##### 原文 #####
附上详注正解一则：

/**
 * date.c
 * POJ 1061
 * Created by ************ on 04/15/2013.
 * --------------------------------------
 * Mathematics (number theory).
 */

#include <stdio.h>
#include <stdlib.h>
#include <string.h>
#include <stdbool.h>
#include <assert.h>

typedef long long arith_t; // arithmetic type

static inline arith_t linear_congruence_equation_solver(arith_t a, arith_t b,
                                                        arith_t n);
static arith_t gcd(arith_t x, arith_t y);
static void bezout(arith_t x, arith_t y, arith_t *u, arith_t *v);
static arith_t inverse(arith_t a, arith_t n);

int main(int argc, const char *argv[]) {

    arith_t x, y, m, n, l;
    scanf("%lld %lld %lld %lld %lld\n", &x, &y, &m, &n, &l);
    
    // x + m t = y + n t (mod l)
    // (m - n) t = y - x (mod l)
    // we have x != y
    if (m == n) {
        printf("Impossible\n");
    } else {
        arith_t t = linear_congruence_equation_solver(m - n, y - x, l);
        if (t == 0) {
            printf("Impossible\n");
        } else {
            printf("%lld\n", t);
        }
    }
    
    return 0;
}

/**
 * Solves the congruence equation
 *     a x = b (mod n)
 * and returns the minimal positive solution. If there is no solution, 0 is
 * returned.
 *
 * Requirements:
 * a != 0, b != 0, n > 0.
 *
 * Algorithm:
 * First, let a be positive (if not, negate both a and b). Next, let b be
 * in the range [1, n-1] (taking positive remainder).
 *
 * Then, reduce a and n to coprime. Let
 *     g = gcd(a, n).
 * If g does not divide b, no solution (return 0). Otherwise we get
 *     a0 = a/g, b0 = b/g, n0 = n/g
 *     a0 x = b0 (mod n0).
 * Then we get the inverse x0 = a0^{-1} (mod n0) (x0 is gauranteed to be
 * positive by function inverse), so the general solution is
 *     x = x0 * b0 (mod n0),
 * and the minimal positive solution is
 *     (x0 * b0) % n0.
 */
static inline arith_t
linear_congruence_equation_solver(arith_t a, arith_t b, arith_t n) {
    if (a < 0) {
        a = -a;
        b = -b;
    }
    b = (b % n + n) % n;
    arith_t g = gcd(a, n);
    if (b % g != 0) {
        return 0;
    }
    arith_t a0 = a / g;
    arith_t b0 = b / g;
    arith_t n0 = n / g;
    arith_t x0 = inverse(a0, n0);
    return (x0 * b0) % n0;
}

/**
 * Greatest common divisor.
 *
 * Requirement:
 * x > 0, y > 0.
 */
static arith_t
gcd(arith_t x, arith_t y) {
    if (x % y == 0) {
        return y;
    } else {
        return gcd(y, x % y);
    }
}

/**
 * Given coprime x and y, calculate u and v for the Bezout formula:
 *     u x + v y = 1.
##### 数据记录 #####
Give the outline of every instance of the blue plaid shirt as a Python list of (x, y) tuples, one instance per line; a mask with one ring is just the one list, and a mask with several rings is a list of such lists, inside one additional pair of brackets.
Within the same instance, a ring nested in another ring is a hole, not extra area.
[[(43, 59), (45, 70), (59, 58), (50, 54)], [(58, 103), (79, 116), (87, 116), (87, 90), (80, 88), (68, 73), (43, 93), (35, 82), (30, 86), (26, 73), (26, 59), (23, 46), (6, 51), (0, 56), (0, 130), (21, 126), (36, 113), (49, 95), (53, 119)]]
#####
任务目标
1: 把原文代码开头用 #include 引入的头文件全部列出来。
2: 按原文的说明，如果 g 不能整除 b，求解同余方程的函数会返回什么？
3: 从“int main(int argc, const”到“n t (mod l)”，把原文里这一段一字不改地抄写出来。

任务解答
1: stdio.h、stdlib.h、string.h、stdbool.h、assert.h

2: 返回 0，表示无解。

3:
int main(int argc, const char *argv[]) {

    arith_t x, y, m, n, l;
    scanf("%lld %lld %lld %lld %lld\n", &x, &y, &m, &n, &l);
    
    // x + m t = y + n t (mod l)